▶ _SUPPLIED PASSAGE_:
┄┄┄┄┄┄
Were it acknowledged by the parties in this case that Pierre was a hearing dog providing needed assistance to the plaintiffs, this case might be susceptible to determination as a matter of law. Balanced against a landlord's economic or aesthetic concerns as expressed in a no-pets policy, a deaf individual's need for the accommodation afforded by a hearing dog is, we think, per se reasonable within the meaning of the statute.6 Pierre's skill level, however, was hotly contested, and there was ample evidence to support a jury determination in favor of the defendant. Other than their own protestations and self-serving affidavits which were undermined at trial, plaintiffs offered no evidence that Pierre had ever had any discernible skills. The defendant, on the other hand, introduced evidence that Pierre was not a hearing dog-the testimony of plaintiffs' former roommate and the defense expert-and impeached plaintiffs on a number of aspects of their testimony including the claim that Pierre had been certified at a training center. Given this level of uncertainty and conflicting evidence about Pierre's training level, it was well within the province of a rational jury to conclude that Pierre's utility to plaintiffs was as simple house pet and weapon against cranky landlord, not necessarily in that order. If Pierre was not necessary as a hearing dog, then his presence in the townhouse was not necessarily a reasonable accommodation.
Deference to the jury's conclusions in this matter, however, is not absolute if there is a possibility that jurors were influenced by improper considerations or by a misunderstanding of the applicable law. This brings us to plaintiffs' request for a new trial, the second and sounder basis for their appeal. Regardless of whether there was enough evidence to sustain a jury verdict of no liability against the defendant, plaintiffs allege that the verdict actually reached in this case was fatally tainted by improper jury instructions.
┄┄┄┄┄┄
▶ _DATA FOR THIS TASK_:
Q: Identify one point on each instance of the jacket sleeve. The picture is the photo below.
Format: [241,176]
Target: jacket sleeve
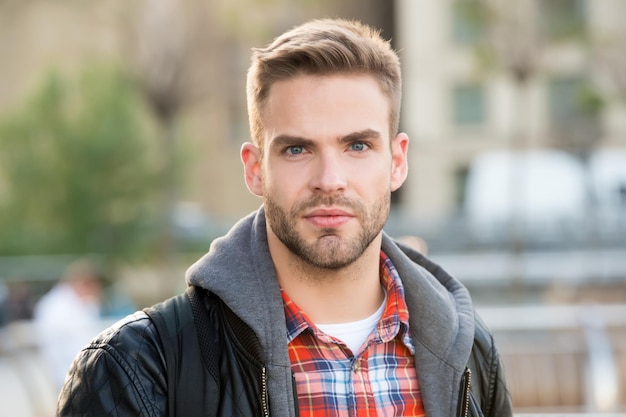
┄┄┄┄┄┄
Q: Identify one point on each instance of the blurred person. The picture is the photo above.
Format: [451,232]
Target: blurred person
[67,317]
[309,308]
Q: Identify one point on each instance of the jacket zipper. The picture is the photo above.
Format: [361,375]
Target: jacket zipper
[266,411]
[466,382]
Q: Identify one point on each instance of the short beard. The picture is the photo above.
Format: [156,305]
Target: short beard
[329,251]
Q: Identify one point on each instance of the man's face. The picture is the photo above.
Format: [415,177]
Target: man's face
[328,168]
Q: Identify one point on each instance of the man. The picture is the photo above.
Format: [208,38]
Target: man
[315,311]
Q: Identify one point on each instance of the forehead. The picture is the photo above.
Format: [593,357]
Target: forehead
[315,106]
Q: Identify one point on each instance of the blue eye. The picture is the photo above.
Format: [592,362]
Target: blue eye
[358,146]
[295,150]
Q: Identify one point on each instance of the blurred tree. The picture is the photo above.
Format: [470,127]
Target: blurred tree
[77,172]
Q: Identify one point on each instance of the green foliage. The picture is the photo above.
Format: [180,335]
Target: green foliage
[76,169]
┄┄┄┄┄┄
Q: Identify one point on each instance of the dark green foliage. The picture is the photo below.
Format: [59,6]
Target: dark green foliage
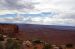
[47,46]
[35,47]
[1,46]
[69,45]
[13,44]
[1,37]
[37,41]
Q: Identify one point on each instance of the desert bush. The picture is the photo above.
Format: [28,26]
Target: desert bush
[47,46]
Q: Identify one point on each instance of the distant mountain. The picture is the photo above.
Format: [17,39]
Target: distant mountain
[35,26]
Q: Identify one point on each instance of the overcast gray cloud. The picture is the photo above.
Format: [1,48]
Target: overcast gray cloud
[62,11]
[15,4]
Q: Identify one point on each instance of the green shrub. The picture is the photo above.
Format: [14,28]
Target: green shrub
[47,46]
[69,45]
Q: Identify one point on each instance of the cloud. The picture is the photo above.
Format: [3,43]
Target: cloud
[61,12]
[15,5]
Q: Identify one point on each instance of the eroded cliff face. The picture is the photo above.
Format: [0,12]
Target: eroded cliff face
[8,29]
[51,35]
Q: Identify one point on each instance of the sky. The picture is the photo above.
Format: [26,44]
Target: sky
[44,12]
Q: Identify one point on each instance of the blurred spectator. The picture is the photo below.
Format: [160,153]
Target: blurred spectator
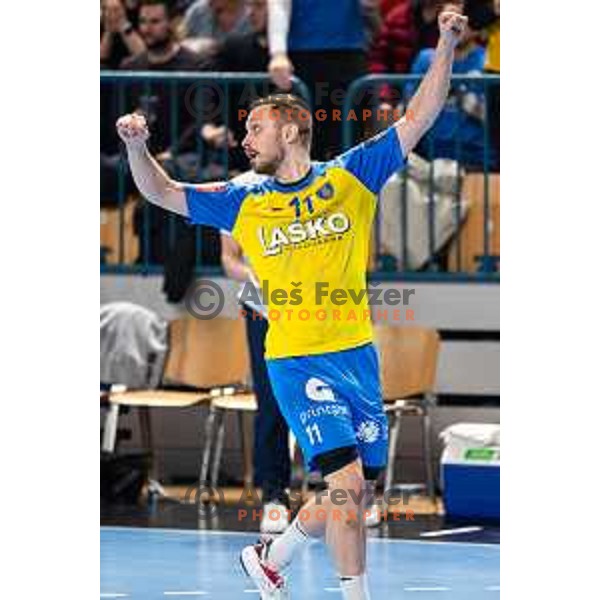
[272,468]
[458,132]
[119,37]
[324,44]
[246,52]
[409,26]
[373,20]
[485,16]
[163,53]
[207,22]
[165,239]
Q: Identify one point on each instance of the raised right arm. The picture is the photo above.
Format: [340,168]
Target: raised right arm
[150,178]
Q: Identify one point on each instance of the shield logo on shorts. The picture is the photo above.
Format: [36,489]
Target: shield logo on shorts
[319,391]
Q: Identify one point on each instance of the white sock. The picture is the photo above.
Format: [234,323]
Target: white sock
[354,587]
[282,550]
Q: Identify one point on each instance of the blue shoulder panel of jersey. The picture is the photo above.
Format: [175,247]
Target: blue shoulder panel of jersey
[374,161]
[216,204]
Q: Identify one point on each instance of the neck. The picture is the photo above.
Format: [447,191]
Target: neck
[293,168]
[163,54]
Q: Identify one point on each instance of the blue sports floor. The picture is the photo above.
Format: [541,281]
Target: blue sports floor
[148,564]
┄┄┄┄┄┄
▶ _EXERCISE A_: According to the court opinion about the hearing dog, what do the plaintiffs allege fatally tainted the verdict?
▶ _EXERCISE B_: Turn the lines of the entries, starting with the line that contains "Q: Identify one point on each instance of the jacket sleeve." and going on through the line that contains "Target: jacket sleeve", into a JSON list of strings with one string per line.

▶ _PROBLEM SOLUTION A_: Improper jury instructions.

▶ _PROBLEM SOLUTION B_:
[
  "Q: Identify one point on each instance of the jacket sleeve. The picture is the photo below.",
  "Format: [241,176]",
  "Target: jacket sleeve"
]